Every record should be copied exactly, except that pictures are to be omitted.

[Excerpts of annotation records]
* * * * *
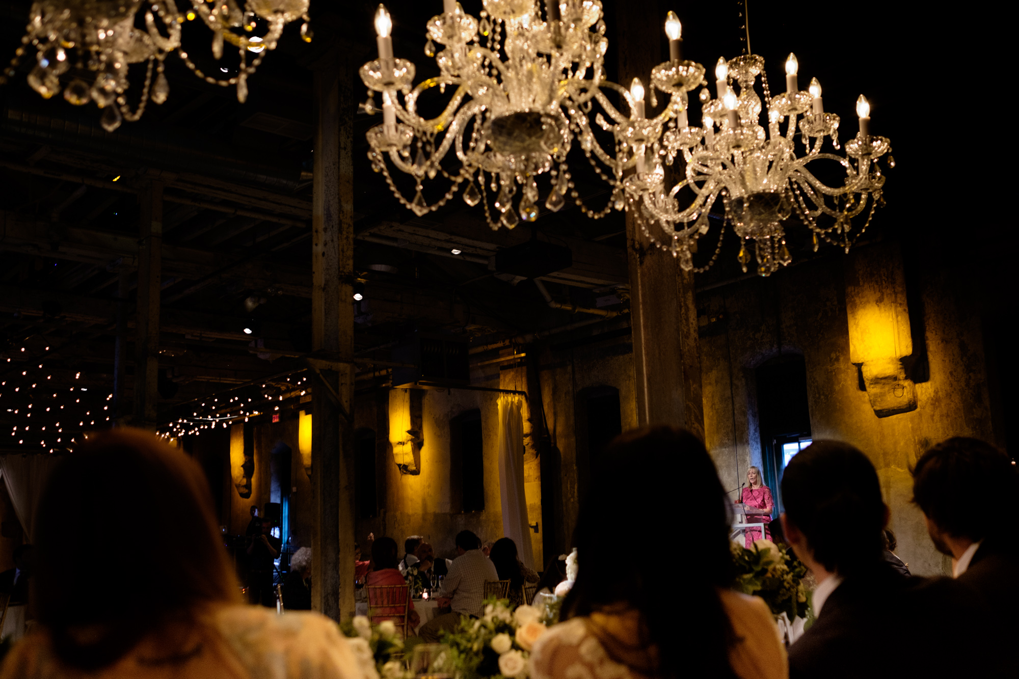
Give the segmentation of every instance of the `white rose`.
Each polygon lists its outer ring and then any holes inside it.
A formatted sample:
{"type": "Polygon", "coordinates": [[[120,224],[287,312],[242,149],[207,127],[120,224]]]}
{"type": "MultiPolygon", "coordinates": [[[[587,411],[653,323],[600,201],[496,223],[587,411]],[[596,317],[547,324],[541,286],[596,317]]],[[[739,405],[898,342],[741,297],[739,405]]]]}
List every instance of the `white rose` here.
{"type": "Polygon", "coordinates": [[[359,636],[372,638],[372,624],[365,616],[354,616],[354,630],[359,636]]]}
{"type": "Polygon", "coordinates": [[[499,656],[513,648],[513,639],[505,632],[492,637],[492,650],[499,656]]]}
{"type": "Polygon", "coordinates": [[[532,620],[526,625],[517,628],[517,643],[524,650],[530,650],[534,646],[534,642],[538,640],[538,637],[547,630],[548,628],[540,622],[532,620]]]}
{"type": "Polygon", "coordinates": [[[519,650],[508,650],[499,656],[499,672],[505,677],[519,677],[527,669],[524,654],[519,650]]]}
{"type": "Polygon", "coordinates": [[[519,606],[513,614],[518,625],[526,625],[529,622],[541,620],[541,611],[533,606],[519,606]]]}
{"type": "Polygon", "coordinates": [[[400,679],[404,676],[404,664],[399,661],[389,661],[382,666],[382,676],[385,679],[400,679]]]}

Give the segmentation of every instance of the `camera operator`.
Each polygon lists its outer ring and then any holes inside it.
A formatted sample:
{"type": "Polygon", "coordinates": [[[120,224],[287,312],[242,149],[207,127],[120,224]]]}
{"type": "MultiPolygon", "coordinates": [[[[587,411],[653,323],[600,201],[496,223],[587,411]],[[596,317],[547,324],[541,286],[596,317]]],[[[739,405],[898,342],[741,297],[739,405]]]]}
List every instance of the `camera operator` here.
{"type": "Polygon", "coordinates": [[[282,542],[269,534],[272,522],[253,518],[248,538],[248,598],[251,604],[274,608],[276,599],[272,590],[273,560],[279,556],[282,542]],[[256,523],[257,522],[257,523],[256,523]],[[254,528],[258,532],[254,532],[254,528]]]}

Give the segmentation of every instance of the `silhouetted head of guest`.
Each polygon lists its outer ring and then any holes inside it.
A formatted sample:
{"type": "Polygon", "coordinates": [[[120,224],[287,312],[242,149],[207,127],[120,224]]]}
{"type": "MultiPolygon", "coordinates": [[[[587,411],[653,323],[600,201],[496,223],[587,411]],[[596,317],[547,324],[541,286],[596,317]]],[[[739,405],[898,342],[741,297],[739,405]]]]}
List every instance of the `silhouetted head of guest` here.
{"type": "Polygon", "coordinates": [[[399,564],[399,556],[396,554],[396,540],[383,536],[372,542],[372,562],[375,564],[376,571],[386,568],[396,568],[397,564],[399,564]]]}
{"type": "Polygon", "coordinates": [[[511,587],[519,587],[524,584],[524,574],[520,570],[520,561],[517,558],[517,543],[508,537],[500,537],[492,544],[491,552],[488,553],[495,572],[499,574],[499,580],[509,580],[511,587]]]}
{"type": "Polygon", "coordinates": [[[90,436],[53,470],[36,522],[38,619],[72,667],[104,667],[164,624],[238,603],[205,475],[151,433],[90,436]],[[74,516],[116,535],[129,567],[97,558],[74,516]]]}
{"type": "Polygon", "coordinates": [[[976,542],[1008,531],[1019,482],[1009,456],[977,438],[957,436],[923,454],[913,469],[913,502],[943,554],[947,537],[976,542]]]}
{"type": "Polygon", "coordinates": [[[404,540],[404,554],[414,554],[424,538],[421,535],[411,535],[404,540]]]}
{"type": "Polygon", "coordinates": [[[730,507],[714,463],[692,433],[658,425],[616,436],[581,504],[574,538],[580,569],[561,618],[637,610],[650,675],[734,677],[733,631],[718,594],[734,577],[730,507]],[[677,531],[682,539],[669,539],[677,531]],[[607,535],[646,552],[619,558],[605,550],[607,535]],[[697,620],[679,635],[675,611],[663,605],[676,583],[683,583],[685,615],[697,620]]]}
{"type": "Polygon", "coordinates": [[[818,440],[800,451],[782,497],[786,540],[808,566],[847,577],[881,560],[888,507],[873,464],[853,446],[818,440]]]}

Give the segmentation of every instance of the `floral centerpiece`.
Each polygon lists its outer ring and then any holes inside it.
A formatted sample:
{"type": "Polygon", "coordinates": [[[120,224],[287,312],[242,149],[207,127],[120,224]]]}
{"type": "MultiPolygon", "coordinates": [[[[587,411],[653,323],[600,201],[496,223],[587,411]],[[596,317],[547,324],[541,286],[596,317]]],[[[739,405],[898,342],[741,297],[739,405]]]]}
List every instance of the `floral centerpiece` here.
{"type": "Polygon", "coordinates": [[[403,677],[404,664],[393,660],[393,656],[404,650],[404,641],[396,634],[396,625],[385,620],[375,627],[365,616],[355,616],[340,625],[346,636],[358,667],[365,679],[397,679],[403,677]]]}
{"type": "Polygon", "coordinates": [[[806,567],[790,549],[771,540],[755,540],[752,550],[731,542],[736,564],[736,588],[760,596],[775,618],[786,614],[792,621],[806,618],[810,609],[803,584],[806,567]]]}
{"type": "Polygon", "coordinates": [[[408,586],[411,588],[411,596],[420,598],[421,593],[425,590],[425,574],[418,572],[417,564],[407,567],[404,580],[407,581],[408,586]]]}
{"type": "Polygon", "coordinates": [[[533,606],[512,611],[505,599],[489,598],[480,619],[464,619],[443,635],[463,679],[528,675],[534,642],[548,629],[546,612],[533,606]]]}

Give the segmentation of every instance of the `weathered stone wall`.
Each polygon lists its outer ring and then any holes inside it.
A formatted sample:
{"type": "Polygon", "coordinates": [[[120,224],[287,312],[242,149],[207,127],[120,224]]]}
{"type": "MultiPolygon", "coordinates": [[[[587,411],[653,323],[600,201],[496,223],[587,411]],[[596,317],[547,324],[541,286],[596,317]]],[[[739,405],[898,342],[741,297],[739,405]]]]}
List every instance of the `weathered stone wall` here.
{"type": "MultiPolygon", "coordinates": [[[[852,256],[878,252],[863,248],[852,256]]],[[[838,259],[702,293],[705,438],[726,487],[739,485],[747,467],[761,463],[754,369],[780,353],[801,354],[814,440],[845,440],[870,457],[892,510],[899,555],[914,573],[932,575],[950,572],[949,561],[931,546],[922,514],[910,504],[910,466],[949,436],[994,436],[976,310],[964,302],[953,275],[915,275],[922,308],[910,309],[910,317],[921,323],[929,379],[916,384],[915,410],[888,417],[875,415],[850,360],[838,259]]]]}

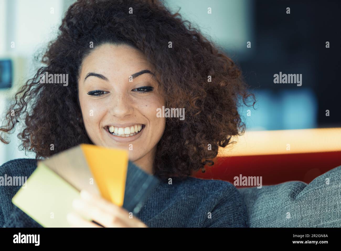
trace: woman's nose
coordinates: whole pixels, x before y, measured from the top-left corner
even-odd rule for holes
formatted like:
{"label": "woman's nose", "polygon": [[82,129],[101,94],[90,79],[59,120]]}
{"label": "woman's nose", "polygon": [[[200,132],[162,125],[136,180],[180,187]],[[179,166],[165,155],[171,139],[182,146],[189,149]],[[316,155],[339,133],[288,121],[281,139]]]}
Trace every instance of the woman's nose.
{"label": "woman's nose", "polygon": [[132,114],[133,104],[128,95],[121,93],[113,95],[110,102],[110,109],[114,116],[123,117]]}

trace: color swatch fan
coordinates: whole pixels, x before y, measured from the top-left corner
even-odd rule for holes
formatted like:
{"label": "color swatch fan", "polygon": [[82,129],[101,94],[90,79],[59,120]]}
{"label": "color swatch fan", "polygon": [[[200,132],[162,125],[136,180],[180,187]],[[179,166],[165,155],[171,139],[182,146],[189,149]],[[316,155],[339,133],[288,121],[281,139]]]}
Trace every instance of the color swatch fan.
* * * * *
§ **Expected answer**
Give the segmentation of every instance of the `white rose`.
Each polygon lists its outer ring and then any holes inside it.
A formatted sample:
{"type": "Polygon", "coordinates": [[[120,224],[287,312],[242,149],[207,127],[120,224]]]}
{"type": "MultiPolygon", "coordinates": [[[[587,411],[653,323],[600,201],[496,223],[587,411]],[[596,317],[547,324],[541,286],[596,317]]],[[[739,405],[898,342],[741,297],[739,405]]]]}
List every instance of the `white rose` here.
{"type": "Polygon", "coordinates": [[[359,636],[372,638],[372,624],[365,616],[354,616],[354,630],[359,636]]]}
{"type": "Polygon", "coordinates": [[[499,656],[513,648],[513,639],[505,632],[492,637],[492,650],[499,656]]]}
{"type": "Polygon", "coordinates": [[[532,620],[526,625],[517,628],[517,643],[524,650],[530,650],[534,646],[534,642],[538,640],[538,637],[547,630],[548,628],[540,622],[532,620]]]}
{"type": "Polygon", "coordinates": [[[519,650],[508,650],[499,656],[499,672],[505,677],[519,677],[527,669],[524,654],[519,650]]]}
{"type": "Polygon", "coordinates": [[[519,606],[513,614],[518,625],[526,625],[529,622],[541,620],[541,611],[533,606],[519,606]]]}
{"type": "Polygon", "coordinates": [[[400,679],[404,676],[404,664],[399,661],[389,661],[382,666],[382,676],[385,679],[400,679]]]}

Give the segmentation of every instance of the `camera operator`.
Each polygon lists its outer ring and then any holes inside it.
A formatted sample:
{"type": "Polygon", "coordinates": [[[120,224],[287,312],[242,149],[207,127],[120,224]]]}
{"type": "MultiPolygon", "coordinates": [[[[587,411],[653,323],[600,201],[496,223],[587,411]],[[596,317],[547,324],[541,286],[596,317]]],[[[739,405],[898,342],[741,297],[739,405]]]]}
List every instance of the `camera operator` here.
{"type": "Polygon", "coordinates": [[[282,542],[269,534],[272,522],[253,518],[248,538],[248,598],[251,604],[274,608],[276,599],[272,590],[273,560],[279,556],[282,542]],[[256,523],[257,522],[257,523],[256,523]],[[254,528],[258,532],[254,532],[254,528]]]}

Give the segmentation of every instance of the `silhouetted head of guest`.
Each polygon lists its outer ring and then any holes inside it.
A formatted sample:
{"type": "Polygon", "coordinates": [[[120,224],[287,312],[242,149],[207,127],[120,224]]]}
{"type": "MultiPolygon", "coordinates": [[[[587,411],[653,323],[600,201],[496,223],[587,411]],[[596,317],[547,324],[541,286],[596,317]]],[[[739,405],[898,342],[741,297],[739,405]]]]}
List every instance of the `silhouetted head of guest` here.
{"type": "Polygon", "coordinates": [[[399,564],[399,556],[396,554],[396,540],[383,536],[372,542],[372,562],[375,564],[376,571],[386,568],[396,568],[397,564],[399,564]]]}
{"type": "Polygon", "coordinates": [[[511,587],[519,587],[524,584],[524,574],[520,570],[520,561],[517,558],[517,543],[508,537],[500,537],[492,544],[491,552],[488,553],[495,572],[499,574],[499,580],[509,580],[511,587]]]}
{"type": "Polygon", "coordinates": [[[90,436],[53,470],[36,522],[38,619],[72,667],[104,667],[164,624],[238,603],[205,475],[151,433],[90,436]],[[74,516],[116,535],[129,567],[97,558],[74,516]]]}
{"type": "Polygon", "coordinates": [[[976,542],[1008,531],[1019,482],[1009,456],[977,438],[957,436],[923,454],[913,469],[913,502],[943,554],[947,537],[976,542]]]}
{"type": "Polygon", "coordinates": [[[404,540],[404,554],[414,554],[424,538],[421,535],[411,535],[404,540]]]}
{"type": "Polygon", "coordinates": [[[730,507],[714,463],[692,433],[658,425],[616,436],[581,504],[574,538],[580,569],[561,618],[637,610],[650,675],[734,677],[733,631],[718,594],[734,577],[730,507]],[[677,531],[682,539],[669,539],[677,531]],[[607,535],[646,552],[619,558],[605,550],[607,535]],[[697,620],[679,635],[675,611],[663,605],[676,583],[683,583],[685,615],[697,620]]]}
{"type": "Polygon", "coordinates": [[[818,440],[800,451],[782,497],[786,540],[808,566],[847,577],[881,560],[888,507],[873,464],[853,446],[818,440]]]}

Give the segmentation of every instance of the `floral centerpiece`.
Each polygon lists its outer ring and then any holes inside it.
A formatted sample:
{"type": "Polygon", "coordinates": [[[120,224],[287,312],[242,149],[207,127],[120,224]]]}
{"type": "MultiPolygon", "coordinates": [[[[587,411],[653,323],[600,201],[496,223],[587,411]],[[596,317],[547,324],[541,286],[596,317]]],[[[739,405],[898,342],[741,297],[739,405]]]]}
List every instance of the `floral centerpiece` here.
{"type": "Polygon", "coordinates": [[[403,677],[404,664],[393,660],[393,656],[404,650],[404,641],[396,634],[396,625],[385,620],[375,627],[365,616],[355,616],[340,625],[346,636],[358,667],[365,679],[397,679],[403,677]]]}
{"type": "Polygon", "coordinates": [[[806,567],[790,549],[771,540],[755,540],[752,550],[731,542],[736,564],[736,588],[760,596],[775,618],[786,614],[792,621],[806,618],[810,609],[803,584],[806,567]]]}
{"type": "Polygon", "coordinates": [[[408,586],[411,588],[411,596],[420,598],[421,593],[425,590],[425,574],[418,572],[417,564],[407,567],[404,580],[407,581],[408,586]]]}
{"type": "Polygon", "coordinates": [[[533,606],[512,611],[505,599],[489,598],[480,619],[464,619],[443,635],[463,679],[528,675],[534,642],[548,629],[546,612],[533,606]]]}

Give the segmentation of every instance of the `weathered stone wall`.
Each polygon lists its outer ring and then any holes inside it.
A formatted sample:
{"type": "Polygon", "coordinates": [[[120,224],[287,312],[242,149],[207,127],[120,224]]]}
{"type": "MultiPolygon", "coordinates": [[[[587,411],[653,323],[600,201],[496,223],[587,411]],[[596,317],[547,324],[541,286],[596,317]]],[[[739,405],[898,342],[741,297],[739,405]]]]}
List every instance of the `weathered stone wall` here.
{"type": "MultiPolygon", "coordinates": [[[[852,256],[878,252],[863,248],[852,256]]],[[[838,259],[702,293],[705,438],[726,487],[739,485],[747,467],[761,463],[754,369],[780,353],[801,354],[814,440],[845,440],[870,457],[892,510],[899,555],[914,573],[932,575],[950,572],[949,561],[931,546],[922,514],[910,504],[910,466],[949,436],[994,436],[976,310],[964,302],[953,275],[915,275],[922,308],[910,309],[910,317],[921,323],[929,379],[916,384],[915,410],[888,417],[875,415],[850,360],[838,259]]]]}

trace: woman's nose
coordinates: whole pixels, x before y, measured from the top-left corner
even-odd rule for holes
formatted like:
{"label": "woman's nose", "polygon": [[82,129],[101,94],[90,79],[59,120]]}
{"label": "woman's nose", "polygon": [[[200,132],[162,125],[136,180],[180,187]],[[179,166],[165,155],[171,139],[182,146],[189,149]],[[316,155],[339,133],[288,121],[281,139]]]}
Trace every instance of the woman's nose.
{"label": "woman's nose", "polygon": [[132,114],[133,104],[128,95],[121,93],[113,95],[110,102],[110,109],[114,116],[123,117]]}

trace: color swatch fan
coordinates: whole pixels, x before y, measured from the top-left corner
even-odd rule for holes
formatted like:
{"label": "color swatch fan", "polygon": [[82,129],[101,94],[90,79],[59,120]]}
{"label": "color swatch fan", "polygon": [[[200,132],[162,125],[136,180],[180,187]],[[179,166],[165,155],[171,139],[182,146],[189,149]],[[316,155],[339,133],[288,121],[281,139]]]}
Trace every instance of the color swatch fan.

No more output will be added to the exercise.